| TESTO DELLA PAGINA |
....

Ci sono momenti che richiedono silenzio, pudore, rispetto, unità. E la sua conversione vera o presunta, non dovrebbe essere oggetto di discussione, né sottoposta a tifoserie di basso grado. Ricordiamo inoltre che siamo un paese laico, che difende la libertà di religione, come sancito dall’art.19 della nostra Costituzione. Il caso Romano ci svela una deriva intellettiva e un odio sociale che regnano indisturbati, così come sono facili gli stigmi, gli stereotipi e i semplicistici e riduttivi pensieri dicotomici: occidente contro oriente, bianco contro nero, destra contro sinistra, nord contro sud…..ecc.ecc. Dovrebbe invece, essere per chiaro che convertirsi all’ islam non significa essere terrorista. Il culto è cosa ben diversa dall’azione criminale, anche se in nome di Allah, l’Isis ha commesso atroci crimini questa resta una stortura della loro mente criminale. Ricordiamo poi, solo per memoria storica, che anche in nome della religione cattolica, o di quella ortodossa, o di quella celtica ecc., si sono commessi orrendi crimini contro l’umanità.

....

| DATI GREZZI |
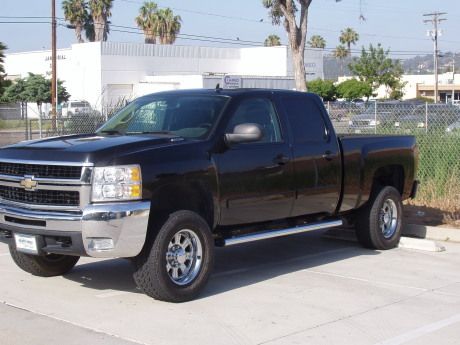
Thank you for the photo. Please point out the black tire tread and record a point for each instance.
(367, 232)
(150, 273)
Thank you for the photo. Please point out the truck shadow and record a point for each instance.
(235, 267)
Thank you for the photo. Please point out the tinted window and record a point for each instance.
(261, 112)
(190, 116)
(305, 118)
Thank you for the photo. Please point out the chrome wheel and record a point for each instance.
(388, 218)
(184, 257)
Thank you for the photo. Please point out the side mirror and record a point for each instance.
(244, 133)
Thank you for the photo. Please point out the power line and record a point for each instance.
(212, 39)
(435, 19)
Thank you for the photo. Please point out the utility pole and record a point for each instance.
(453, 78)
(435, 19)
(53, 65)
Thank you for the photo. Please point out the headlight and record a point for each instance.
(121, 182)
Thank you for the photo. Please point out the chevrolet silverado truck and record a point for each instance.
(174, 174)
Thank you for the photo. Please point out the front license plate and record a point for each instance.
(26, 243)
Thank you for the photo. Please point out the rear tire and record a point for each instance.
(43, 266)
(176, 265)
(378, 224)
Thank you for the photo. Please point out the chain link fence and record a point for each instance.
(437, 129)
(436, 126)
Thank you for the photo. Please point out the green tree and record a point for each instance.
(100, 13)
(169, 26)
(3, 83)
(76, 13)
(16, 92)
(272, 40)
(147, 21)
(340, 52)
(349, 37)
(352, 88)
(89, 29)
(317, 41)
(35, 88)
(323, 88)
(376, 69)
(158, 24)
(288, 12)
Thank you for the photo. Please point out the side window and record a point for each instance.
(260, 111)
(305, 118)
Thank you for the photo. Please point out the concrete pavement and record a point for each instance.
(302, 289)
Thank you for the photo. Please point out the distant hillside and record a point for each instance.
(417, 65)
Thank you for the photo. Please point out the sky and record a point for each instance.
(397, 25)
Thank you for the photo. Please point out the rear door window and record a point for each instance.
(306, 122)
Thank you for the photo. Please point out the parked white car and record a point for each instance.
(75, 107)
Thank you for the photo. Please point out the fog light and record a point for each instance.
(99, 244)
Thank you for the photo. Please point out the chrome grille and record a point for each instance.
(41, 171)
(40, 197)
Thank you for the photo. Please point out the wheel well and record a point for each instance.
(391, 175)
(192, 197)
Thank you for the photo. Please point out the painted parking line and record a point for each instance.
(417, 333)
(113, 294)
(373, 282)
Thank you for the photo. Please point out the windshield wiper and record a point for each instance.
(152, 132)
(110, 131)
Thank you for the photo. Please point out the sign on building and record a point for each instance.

....

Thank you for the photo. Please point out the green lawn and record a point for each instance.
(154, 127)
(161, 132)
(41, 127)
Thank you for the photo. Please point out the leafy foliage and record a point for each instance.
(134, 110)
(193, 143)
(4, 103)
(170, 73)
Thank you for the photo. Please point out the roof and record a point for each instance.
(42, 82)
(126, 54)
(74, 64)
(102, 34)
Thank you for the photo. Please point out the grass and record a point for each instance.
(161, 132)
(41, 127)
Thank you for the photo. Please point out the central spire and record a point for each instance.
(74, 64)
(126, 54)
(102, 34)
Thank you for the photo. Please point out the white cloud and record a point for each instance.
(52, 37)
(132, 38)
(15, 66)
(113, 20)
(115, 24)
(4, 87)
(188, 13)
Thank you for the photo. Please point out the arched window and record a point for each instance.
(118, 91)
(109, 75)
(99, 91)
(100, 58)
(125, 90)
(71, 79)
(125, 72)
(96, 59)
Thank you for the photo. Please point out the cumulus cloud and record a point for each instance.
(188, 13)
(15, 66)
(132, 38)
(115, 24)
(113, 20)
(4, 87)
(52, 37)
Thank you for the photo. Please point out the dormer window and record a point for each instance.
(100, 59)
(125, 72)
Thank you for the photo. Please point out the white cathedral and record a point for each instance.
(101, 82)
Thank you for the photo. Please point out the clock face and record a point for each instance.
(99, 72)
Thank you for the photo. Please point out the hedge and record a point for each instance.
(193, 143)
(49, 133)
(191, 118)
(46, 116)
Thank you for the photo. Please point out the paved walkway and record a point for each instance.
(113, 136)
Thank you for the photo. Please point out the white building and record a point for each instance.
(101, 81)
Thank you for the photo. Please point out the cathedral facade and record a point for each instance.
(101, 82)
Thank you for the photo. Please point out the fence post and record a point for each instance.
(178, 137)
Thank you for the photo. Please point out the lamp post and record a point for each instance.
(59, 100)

....

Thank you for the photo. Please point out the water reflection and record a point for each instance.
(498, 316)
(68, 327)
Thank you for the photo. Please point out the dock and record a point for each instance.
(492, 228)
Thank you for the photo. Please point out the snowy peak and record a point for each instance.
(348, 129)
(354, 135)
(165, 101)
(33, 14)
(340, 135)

....

| CONSEGNA |
Traduca in inglese questa frase del testo della pagina: «Ricordiamo inoltre che siamo un paese laico, che difende la libertà di religione, come sancito dall’art.19 della nostra Costituzione.»

| RISULTATO FINALE |
Let us also remember that we are a secular country that defends freedom of religion, as enshrined in Article 19 of our Constitution.